*DATASET CONTENT*.
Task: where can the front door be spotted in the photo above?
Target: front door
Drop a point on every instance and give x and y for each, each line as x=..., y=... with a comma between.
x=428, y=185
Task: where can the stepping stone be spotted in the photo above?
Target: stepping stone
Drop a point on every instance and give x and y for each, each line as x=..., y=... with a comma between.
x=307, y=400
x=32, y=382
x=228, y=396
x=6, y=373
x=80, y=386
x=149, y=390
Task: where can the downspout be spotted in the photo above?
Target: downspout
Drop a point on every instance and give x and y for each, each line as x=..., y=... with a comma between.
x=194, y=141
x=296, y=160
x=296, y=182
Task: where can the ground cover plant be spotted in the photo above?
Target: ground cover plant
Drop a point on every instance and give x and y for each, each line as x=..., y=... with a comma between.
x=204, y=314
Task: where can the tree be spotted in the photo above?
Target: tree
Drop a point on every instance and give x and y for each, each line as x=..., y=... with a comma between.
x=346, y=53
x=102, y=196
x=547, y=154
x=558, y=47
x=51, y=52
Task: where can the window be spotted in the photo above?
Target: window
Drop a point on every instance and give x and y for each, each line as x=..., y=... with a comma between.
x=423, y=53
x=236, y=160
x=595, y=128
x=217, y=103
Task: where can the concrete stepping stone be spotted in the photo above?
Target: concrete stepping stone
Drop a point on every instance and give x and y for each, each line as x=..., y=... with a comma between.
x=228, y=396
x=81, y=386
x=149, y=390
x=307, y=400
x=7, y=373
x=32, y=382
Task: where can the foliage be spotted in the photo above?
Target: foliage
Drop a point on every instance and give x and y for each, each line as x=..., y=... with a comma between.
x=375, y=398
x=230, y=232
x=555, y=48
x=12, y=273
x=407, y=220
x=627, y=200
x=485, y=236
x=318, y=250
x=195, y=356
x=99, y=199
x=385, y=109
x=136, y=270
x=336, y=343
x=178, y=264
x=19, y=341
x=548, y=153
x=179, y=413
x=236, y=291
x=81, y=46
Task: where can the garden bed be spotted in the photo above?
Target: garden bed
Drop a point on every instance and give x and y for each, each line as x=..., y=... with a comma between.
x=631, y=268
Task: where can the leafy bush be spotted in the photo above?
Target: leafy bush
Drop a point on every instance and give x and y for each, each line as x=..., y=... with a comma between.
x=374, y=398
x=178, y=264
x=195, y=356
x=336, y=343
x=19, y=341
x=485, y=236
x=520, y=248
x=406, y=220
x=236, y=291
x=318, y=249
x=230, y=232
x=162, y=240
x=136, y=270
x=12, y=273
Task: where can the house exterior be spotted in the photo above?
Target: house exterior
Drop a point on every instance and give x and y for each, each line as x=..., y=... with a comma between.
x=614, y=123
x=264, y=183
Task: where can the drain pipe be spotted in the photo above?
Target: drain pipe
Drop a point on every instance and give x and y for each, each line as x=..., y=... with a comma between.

*PROBLEM STATEMENT*. Please say how many lines of the records contain the word "house", giving the number by itself.

*RESPONSE BOX*. 2